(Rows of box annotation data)
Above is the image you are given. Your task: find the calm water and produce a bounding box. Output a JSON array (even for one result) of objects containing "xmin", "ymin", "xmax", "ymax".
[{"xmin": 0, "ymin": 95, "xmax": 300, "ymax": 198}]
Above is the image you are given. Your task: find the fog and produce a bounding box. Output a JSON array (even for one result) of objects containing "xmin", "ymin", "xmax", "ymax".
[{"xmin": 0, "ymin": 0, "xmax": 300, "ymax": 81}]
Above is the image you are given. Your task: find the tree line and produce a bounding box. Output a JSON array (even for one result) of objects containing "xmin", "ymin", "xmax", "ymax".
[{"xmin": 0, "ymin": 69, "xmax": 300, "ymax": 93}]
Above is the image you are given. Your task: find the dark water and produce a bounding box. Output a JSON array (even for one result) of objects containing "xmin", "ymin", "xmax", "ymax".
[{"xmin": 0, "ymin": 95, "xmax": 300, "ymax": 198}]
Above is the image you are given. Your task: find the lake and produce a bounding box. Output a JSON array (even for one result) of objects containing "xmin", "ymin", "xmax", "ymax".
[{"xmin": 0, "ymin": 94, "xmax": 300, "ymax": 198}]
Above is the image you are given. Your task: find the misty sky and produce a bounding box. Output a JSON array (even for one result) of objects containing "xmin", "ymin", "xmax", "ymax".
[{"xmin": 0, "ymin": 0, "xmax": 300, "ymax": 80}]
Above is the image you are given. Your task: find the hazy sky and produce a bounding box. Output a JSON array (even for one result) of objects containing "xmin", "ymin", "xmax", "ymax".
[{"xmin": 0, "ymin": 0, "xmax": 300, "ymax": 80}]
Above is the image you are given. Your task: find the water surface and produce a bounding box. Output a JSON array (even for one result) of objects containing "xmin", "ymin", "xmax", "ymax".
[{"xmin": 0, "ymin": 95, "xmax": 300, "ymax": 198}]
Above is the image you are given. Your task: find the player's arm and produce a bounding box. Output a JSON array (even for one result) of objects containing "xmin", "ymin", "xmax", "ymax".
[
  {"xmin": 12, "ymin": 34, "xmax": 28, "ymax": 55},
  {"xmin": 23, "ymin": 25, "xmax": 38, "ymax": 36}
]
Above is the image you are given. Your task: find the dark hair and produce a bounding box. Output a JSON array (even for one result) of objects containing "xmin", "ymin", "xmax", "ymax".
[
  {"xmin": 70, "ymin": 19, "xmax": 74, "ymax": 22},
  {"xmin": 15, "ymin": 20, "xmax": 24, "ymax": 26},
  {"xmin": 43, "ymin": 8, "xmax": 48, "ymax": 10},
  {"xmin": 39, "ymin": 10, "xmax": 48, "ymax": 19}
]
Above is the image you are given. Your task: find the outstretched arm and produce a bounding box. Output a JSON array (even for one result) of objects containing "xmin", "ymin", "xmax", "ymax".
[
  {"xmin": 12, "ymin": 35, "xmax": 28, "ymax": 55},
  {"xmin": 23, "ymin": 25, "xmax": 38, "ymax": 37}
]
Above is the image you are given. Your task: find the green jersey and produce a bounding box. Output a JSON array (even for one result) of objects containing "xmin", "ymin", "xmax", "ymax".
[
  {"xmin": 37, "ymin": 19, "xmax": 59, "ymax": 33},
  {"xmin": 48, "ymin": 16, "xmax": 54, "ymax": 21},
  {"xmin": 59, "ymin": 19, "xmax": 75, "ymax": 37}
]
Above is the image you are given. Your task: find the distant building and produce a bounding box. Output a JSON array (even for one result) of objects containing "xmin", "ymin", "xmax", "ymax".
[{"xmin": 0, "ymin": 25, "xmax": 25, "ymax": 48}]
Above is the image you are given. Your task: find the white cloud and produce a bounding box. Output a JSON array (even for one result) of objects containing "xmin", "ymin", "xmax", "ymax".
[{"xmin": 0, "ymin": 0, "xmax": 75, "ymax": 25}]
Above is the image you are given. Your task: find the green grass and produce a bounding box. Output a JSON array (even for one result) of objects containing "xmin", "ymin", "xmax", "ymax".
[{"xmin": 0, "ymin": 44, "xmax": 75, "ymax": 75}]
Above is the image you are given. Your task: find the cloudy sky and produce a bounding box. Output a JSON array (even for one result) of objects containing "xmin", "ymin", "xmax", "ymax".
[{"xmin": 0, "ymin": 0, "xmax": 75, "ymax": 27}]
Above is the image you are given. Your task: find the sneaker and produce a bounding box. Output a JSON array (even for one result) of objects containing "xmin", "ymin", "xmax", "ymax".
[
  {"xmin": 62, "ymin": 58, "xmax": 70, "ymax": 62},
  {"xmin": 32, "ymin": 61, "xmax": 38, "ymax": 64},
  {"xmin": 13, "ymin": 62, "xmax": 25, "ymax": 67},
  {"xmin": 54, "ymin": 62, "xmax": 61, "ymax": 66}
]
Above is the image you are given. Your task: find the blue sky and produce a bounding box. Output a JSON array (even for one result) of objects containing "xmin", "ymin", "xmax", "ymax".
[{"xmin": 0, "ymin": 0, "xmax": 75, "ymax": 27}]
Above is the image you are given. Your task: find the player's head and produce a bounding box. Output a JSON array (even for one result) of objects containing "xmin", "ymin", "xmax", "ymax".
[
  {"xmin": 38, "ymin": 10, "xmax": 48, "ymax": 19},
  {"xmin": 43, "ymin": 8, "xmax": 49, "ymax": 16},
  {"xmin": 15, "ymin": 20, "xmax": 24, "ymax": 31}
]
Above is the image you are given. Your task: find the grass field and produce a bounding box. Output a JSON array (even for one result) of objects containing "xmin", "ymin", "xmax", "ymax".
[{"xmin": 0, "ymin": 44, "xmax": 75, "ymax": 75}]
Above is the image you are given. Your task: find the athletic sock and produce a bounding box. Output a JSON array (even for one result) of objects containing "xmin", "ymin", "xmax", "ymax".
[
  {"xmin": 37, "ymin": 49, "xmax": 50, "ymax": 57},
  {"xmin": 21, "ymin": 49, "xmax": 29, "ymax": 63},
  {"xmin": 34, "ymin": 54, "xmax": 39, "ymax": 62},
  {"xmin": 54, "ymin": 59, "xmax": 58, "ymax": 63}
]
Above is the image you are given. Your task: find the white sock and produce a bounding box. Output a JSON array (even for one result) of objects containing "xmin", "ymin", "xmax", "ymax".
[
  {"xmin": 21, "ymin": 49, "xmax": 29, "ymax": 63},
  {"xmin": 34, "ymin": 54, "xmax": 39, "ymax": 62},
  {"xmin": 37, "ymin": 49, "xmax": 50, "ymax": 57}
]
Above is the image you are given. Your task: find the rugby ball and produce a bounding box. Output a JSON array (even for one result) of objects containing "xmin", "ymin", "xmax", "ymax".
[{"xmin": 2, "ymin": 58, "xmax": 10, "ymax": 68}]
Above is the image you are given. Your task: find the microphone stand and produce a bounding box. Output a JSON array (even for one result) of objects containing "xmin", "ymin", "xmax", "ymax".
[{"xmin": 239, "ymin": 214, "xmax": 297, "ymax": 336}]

---

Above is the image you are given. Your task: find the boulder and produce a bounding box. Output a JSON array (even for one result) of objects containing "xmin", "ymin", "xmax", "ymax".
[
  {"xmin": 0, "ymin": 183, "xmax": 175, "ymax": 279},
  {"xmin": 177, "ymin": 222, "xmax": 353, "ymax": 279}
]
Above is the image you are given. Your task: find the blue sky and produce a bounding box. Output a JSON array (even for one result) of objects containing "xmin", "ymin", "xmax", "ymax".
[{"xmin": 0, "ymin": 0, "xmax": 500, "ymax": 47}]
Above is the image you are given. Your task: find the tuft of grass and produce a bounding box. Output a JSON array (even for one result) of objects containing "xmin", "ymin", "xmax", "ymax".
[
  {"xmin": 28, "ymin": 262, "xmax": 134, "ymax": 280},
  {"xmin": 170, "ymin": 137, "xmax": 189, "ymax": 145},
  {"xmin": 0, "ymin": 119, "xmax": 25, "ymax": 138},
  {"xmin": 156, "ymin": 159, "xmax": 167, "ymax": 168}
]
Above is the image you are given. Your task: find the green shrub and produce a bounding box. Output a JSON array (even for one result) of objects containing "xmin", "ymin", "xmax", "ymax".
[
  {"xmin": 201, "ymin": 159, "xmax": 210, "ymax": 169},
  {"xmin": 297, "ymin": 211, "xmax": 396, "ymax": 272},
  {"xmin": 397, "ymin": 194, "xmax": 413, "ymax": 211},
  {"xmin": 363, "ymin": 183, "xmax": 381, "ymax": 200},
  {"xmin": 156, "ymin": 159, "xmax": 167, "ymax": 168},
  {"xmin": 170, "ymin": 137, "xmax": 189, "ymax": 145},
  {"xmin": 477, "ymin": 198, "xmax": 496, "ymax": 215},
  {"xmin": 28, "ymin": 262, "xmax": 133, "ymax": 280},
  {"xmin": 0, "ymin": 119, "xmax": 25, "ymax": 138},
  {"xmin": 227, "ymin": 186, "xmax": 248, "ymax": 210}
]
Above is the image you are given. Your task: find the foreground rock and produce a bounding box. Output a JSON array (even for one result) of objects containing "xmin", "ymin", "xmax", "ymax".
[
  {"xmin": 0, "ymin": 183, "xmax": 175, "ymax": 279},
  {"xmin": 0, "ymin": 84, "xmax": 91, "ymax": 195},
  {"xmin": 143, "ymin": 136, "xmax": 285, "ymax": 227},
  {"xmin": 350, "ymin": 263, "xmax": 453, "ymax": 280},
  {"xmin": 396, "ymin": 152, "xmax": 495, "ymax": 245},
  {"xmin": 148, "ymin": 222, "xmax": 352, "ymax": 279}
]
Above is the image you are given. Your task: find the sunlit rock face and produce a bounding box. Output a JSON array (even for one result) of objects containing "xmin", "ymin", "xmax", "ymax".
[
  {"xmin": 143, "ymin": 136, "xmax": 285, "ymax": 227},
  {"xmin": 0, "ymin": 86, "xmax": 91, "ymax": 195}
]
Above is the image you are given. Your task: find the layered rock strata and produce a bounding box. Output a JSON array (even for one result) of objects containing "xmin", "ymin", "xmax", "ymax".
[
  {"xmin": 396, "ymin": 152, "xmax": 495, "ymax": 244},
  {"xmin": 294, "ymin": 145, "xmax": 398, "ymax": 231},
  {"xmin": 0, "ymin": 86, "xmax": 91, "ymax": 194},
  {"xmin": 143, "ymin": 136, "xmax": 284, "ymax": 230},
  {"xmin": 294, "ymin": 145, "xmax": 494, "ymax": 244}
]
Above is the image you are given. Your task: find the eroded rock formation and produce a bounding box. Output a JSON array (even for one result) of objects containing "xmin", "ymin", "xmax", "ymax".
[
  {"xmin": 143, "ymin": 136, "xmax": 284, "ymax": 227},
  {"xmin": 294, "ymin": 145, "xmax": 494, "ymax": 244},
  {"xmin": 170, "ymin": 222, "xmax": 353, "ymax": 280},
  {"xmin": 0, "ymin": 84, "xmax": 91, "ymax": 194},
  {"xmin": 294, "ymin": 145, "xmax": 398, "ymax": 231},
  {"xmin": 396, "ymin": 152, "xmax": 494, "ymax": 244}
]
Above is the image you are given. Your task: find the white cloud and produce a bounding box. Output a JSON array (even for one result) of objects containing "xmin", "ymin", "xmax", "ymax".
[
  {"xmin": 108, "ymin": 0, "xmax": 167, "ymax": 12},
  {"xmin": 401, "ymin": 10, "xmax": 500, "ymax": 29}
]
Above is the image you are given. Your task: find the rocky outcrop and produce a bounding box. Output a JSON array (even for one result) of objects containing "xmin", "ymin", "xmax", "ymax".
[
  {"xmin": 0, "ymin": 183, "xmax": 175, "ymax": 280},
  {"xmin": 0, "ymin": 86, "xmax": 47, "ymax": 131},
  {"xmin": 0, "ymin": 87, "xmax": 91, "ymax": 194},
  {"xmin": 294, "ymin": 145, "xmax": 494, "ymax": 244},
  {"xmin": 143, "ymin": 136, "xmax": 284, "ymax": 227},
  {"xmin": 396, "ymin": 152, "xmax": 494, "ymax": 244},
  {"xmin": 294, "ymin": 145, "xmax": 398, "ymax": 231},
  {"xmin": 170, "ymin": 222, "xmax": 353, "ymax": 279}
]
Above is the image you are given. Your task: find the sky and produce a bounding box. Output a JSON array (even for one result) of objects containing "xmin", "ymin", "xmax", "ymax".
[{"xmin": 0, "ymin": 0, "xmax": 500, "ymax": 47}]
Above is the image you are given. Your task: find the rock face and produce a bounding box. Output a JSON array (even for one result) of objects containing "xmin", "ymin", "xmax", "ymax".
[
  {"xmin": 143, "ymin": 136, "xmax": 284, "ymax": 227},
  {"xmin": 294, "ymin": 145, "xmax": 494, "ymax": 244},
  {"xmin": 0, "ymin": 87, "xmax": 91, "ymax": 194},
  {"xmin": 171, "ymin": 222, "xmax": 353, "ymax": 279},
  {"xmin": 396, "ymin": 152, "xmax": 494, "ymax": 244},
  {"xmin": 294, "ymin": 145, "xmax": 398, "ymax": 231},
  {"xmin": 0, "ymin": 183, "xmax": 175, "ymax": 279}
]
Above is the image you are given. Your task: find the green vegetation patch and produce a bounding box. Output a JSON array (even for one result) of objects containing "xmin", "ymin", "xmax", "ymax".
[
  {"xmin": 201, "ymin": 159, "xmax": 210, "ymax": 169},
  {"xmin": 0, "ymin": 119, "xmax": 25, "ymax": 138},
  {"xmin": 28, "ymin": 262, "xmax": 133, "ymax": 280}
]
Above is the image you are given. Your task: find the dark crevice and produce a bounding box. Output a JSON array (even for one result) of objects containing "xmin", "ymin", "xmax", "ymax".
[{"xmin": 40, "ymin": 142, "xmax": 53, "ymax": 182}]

Written request =>
Pick out every line in the records above that contains the word "sock", and copy each one. Matching is case-sensitive.

Final result =>
Above is the image you are given. Your task: find the athletic sock and produce a bounding box. Output a JSON array (even for one result) of objects containing "xmin", "ymin", "xmax", "ymax".
Above is the image you are given. Your task: find the white sock and produce a bounding box. Output a JSON array (even for one result) of objects containing "xmin", "ymin", "xmax", "ymax".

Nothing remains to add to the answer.